▶ _TEXT UNDER STUDY_
_____

The global eradication of smallpox in 1980 is one of international public health's greatest successes. But in 1966, seven years after the World Health Organization announced a plan to rid the world of the disease, smallpox was still widespread. The culprits? A lack of funds, personnel and vaccine supply.

Meanwhile, outbreaks across South America, Africa, and Asia continued, as the highly contagious virus continued to kill three out of every 10 people who caught it, while leaving many survivors disfigured. It took a renewed commitment of resources from wealthy nations to fulfill the promise made in 1959.

Forty-one years later, although we face a different virus, the potential for vast destruction is just as great, and the challenges of funding, personnel and supply are still with us, along with last-mile distribution. Today, while 30% of the U.S. population is fully vaccinated, with numbers rising every day, there is an overwhelming gap between wealthy countries and the rest of the world. It's becoming evident that the impact on the countries getting left behind will eventually boomerang back to affect us all.

Photo by ismail mohamed - SoviLe on Unsplash

The international nonprofit CARE recently released a policy paper that lays out the case for U.S. investment in a worldwide vaccination campaign. Founded 75 years ago, CARE works in over 100 countries and reaches more than 90 million people around the world through multiple humanitarian aid programs. Of note is the organization's worldwide reputation for its unshakeable commitment to the dignity of people; they're known for working hand-in-hand with communities and hold themselves to a high standard of accountability.

"As we enter into our second year of living with COVID-19, it has become painfully clear that the safety of any person depends on the global community's ability to protect every person," says Michelle Nunn, CARE USA's president and CEO. "While wealthy nations have begun inoculating their populations, new devastatingly lethal variants of the virus continue to emerge in countries like India, South Africa and Brazil. If vaccinations don't effectively reach lower-income countries now, the long-term impact of COVID-19 will be catastrophic."

_____

▶ _EXERCISE INSTRUCTIONS_
1) Decide whether each statement agrees with the vaccination article, answering yes or no and quoting the words that settle it: (a) smallpox killed three of every 10 people who caught it; (b) CARE works in over 100 countries; (c) CARE was founded 50 years ago.
2) Name every country that Michelle Nunn cites in the vaccination article as a place where new variants of the virus continue to emerge.
3) According to the vaccination article, what percentage of the U.S. population is fully vaccinated?
The listing that follows the text comes from a separate source.

_____

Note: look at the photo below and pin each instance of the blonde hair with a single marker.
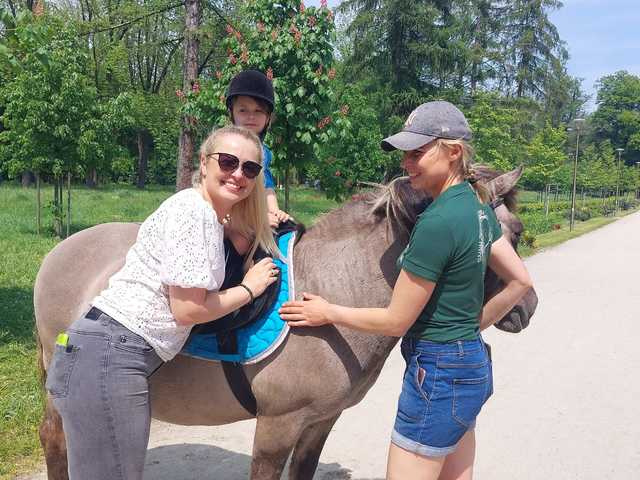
(465, 166)
(249, 217)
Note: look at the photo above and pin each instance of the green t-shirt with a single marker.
(450, 246)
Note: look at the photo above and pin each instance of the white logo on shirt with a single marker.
(485, 236)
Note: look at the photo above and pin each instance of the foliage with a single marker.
(496, 140)
(355, 157)
(544, 157)
(53, 119)
(292, 44)
(617, 117)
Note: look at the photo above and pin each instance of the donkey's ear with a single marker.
(503, 184)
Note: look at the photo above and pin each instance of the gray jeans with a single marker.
(99, 383)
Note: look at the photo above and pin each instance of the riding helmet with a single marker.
(251, 83)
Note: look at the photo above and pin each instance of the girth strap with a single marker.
(240, 386)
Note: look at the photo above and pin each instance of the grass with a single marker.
(556, 237)
(21, 252)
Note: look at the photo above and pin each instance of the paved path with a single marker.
(567, 402)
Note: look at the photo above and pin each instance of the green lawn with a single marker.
(21, 252)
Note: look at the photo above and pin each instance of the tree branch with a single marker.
(137, 19)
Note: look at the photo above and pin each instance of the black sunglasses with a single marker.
(229, 163)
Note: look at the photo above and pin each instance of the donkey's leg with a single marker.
(273, 442)
(53, 443)
(308, 449)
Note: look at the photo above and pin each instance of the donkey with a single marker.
(349, 257)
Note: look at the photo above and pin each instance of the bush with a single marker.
(626, 204)
(528, 239)
(537, 223)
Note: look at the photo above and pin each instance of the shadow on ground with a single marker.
(198, 461)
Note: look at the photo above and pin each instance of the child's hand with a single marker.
(261, 275)
(279, 215)
(313, 311)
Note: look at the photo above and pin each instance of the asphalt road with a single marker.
(567, 389)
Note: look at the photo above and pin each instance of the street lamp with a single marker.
(619, 150)
(578, 122)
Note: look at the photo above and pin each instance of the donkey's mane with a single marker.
(395, 202)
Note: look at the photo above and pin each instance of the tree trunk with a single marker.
(91, 177)
(27, 179)
(190, 74)
(38, 205)
(287, 181)
(68, 203)
(57, 207)
(144, 145)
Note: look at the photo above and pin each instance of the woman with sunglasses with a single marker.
(170, 281)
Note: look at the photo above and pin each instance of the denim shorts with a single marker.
(444, 387)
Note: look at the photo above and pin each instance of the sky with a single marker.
(602, 37)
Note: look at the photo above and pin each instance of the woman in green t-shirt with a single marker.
(436, 305)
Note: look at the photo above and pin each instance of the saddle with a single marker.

_____

▶ _SOLUTIONS PER TASK_
1)
(a) Yes: "continued to kill three out of every 10 people who caught it"
(b) Yes: "CARE works in over 100 countries"
(c) No: "Founded 75 years ago"

2) India, South Africa, Brazil

3) 30%